### YOUR GOAL
Please restate word for word the line holding "box: [324, 206, 342, 240]" and every following line through the end of the entries.

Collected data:

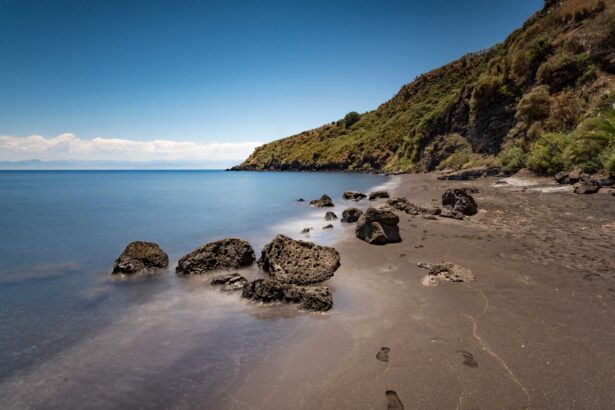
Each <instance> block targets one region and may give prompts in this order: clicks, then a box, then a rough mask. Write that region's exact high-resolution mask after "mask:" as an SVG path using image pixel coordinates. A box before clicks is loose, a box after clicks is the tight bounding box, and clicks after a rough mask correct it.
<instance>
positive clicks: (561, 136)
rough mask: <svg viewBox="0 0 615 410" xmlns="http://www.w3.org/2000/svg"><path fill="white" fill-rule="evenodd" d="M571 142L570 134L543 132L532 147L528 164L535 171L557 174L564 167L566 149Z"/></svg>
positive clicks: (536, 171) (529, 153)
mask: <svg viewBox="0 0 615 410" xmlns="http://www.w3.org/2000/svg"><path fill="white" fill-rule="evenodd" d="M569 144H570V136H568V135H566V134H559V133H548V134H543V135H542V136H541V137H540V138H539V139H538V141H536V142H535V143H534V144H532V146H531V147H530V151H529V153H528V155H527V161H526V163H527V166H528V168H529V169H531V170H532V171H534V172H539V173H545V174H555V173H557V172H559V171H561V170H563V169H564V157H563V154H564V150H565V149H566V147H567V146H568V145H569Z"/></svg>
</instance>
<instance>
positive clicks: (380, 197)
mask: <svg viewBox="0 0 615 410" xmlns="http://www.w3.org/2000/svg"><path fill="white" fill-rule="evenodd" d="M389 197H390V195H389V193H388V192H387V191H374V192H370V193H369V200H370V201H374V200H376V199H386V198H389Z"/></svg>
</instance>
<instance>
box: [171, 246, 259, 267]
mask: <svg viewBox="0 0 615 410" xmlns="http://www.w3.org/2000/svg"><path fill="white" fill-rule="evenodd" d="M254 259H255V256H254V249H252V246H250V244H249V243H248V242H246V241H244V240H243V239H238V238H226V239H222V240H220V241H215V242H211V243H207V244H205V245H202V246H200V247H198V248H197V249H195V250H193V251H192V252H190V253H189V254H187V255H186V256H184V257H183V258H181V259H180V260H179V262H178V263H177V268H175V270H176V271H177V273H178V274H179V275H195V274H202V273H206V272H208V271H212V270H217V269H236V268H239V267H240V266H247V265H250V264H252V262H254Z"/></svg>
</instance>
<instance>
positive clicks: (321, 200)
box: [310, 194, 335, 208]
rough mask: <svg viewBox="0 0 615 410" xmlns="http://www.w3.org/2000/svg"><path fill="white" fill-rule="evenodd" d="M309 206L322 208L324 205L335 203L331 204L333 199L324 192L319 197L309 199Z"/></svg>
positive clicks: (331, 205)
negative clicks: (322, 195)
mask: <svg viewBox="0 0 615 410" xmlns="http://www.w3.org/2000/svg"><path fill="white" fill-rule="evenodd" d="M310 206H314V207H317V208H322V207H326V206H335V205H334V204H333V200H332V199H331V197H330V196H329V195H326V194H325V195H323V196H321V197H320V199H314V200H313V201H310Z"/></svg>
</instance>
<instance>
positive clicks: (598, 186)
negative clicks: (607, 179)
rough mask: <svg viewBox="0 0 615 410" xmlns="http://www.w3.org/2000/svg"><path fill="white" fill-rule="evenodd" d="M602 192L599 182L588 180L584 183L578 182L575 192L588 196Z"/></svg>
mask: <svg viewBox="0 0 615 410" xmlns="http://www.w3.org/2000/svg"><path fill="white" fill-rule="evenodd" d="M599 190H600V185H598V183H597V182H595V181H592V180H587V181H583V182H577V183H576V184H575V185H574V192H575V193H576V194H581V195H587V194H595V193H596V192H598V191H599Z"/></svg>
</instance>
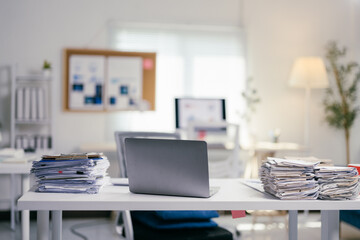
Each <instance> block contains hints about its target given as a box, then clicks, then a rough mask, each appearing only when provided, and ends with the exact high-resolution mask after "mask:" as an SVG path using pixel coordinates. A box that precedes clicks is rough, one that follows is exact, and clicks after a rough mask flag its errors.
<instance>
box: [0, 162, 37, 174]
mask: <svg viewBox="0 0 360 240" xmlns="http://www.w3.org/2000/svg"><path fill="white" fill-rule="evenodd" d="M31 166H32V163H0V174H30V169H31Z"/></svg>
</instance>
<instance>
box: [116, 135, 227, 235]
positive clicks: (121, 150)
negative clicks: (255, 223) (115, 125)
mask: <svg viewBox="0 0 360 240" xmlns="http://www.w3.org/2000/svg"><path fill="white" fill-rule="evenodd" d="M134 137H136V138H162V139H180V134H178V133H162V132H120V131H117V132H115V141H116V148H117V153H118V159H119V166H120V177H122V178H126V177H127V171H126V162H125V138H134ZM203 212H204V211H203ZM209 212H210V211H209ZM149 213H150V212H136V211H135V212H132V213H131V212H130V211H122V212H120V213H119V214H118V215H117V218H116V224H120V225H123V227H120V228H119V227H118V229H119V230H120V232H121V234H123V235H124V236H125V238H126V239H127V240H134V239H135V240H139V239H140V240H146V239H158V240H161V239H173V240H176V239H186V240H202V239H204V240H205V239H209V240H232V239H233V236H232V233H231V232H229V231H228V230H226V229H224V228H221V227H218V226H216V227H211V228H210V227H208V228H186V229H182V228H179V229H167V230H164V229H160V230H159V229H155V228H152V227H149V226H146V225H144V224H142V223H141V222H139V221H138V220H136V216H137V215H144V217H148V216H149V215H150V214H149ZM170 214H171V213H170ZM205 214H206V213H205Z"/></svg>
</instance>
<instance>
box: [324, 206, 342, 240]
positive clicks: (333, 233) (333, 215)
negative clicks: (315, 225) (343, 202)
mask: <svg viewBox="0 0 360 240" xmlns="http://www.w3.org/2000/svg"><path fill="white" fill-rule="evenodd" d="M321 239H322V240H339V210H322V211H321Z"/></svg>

### THE COMPLETED TASK
box: [324, 206, 342, 240]
positive clicks: (333, 233) (333, 215)
negative clicks: (315, 225) (343, 202)
mask: <svg viewBox="0 0 360 240" xmlns="http://www.w3.org/2000/svg"><path fill="white" fill-rule="evenodd" d="M321 239H322V240H339V210H322V211H321Z"/></svg>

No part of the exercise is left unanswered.